MATERIALS PROVIDED:
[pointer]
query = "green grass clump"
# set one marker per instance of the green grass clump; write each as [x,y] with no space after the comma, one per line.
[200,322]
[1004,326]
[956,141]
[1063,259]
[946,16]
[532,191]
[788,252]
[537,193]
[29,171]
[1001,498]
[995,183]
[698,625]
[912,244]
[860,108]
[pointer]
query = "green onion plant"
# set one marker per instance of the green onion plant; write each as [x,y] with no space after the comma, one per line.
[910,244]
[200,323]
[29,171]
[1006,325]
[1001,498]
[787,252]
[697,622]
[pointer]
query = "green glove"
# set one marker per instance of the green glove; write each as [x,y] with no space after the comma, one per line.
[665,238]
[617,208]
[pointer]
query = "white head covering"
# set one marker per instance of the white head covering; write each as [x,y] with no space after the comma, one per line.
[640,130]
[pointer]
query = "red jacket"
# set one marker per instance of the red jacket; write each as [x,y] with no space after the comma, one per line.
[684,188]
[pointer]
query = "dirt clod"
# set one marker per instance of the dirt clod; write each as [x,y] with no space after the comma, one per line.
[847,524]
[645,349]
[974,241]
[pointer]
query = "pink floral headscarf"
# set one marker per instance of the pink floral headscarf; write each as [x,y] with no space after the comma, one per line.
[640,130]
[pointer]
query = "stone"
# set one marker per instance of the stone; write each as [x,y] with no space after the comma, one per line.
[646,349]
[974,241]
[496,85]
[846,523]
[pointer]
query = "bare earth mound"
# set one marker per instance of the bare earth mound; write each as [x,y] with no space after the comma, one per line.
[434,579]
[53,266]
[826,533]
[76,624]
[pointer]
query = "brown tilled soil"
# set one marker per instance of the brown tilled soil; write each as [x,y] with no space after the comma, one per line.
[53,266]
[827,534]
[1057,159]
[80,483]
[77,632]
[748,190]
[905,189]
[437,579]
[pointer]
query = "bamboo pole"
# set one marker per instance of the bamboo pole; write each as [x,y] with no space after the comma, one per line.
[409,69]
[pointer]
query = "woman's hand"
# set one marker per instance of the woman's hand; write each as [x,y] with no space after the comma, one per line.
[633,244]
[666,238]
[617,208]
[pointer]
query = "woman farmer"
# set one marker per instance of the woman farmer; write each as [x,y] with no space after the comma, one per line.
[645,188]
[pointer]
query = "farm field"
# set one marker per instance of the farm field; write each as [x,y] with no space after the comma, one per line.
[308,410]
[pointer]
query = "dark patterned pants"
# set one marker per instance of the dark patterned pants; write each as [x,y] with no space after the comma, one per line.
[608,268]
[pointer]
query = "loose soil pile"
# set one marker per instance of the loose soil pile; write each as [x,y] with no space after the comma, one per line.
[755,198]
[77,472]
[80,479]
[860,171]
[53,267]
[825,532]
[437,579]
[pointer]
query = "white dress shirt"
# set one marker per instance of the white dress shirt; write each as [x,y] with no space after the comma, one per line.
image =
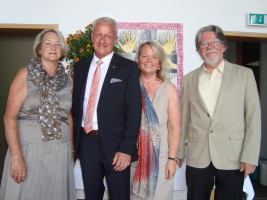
[104,68]
[210,86]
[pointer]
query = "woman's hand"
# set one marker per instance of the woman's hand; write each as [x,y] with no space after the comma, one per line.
[170,169]
[18,169]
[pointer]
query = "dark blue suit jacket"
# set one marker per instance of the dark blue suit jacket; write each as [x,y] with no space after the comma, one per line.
[118,109]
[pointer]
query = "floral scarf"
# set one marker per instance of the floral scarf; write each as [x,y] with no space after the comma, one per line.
[49,116]
[146,175]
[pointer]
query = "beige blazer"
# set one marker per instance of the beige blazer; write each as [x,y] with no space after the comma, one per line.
[233,134]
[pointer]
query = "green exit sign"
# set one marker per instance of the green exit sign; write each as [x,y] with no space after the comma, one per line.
[257,19]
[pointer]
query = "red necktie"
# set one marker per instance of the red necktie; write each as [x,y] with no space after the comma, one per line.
[88,124]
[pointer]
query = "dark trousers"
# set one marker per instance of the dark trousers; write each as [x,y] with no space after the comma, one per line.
[200,182]
[95,167]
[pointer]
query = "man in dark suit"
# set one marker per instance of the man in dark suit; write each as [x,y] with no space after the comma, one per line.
[106,144]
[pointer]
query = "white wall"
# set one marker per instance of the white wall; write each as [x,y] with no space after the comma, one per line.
[263,90]
[72,15]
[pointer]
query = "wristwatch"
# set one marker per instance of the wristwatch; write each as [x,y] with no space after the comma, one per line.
[170,158]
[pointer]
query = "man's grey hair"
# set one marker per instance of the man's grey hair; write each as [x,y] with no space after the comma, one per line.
[210,28]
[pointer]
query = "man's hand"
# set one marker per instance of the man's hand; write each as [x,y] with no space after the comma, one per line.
[170,169]
[180,162]
[129,43]
[168,44]
[121,161]
[248,168]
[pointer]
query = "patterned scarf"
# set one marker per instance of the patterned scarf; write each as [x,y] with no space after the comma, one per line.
[49,116]
[146,175]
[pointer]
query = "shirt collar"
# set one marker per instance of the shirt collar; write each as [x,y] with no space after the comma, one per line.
[106,60]
[220,68]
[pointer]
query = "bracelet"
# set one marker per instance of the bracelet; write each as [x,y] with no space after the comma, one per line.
[170,158]
[15,157]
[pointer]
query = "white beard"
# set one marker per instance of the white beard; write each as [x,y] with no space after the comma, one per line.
[214,62]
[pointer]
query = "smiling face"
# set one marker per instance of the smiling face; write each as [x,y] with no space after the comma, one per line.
[148,61]
[104,39]
[50,48]
[212,52]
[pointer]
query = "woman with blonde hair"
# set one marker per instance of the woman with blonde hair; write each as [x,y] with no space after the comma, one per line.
[152,176]
[38,126]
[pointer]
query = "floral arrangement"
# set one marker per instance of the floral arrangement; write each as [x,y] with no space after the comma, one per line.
[81,47]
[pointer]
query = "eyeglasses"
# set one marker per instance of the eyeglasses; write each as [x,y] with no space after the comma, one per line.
[213,43]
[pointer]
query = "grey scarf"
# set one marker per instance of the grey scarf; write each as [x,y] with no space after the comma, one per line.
[49,116]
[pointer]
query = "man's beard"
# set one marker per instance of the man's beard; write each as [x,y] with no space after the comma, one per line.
[215,61]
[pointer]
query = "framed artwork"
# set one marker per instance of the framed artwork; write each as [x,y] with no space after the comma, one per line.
[168,35]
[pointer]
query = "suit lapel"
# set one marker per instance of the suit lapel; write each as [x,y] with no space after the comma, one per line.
[84,76]
[226,83]
[112,70]
[196,88]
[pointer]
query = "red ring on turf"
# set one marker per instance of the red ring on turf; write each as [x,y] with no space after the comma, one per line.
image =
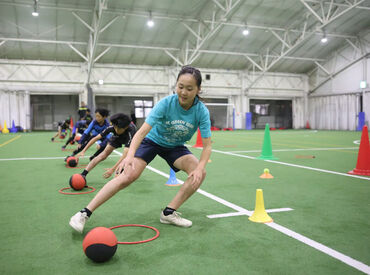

WHAT YOU ARE ASKED TO DO: Extract every line above that contains the string "clump".

TASK ANSWER:
query = "green grass clump"
# set one marker per instance of the green grass clump; write each as [x,y] with no space after the comma, one per line.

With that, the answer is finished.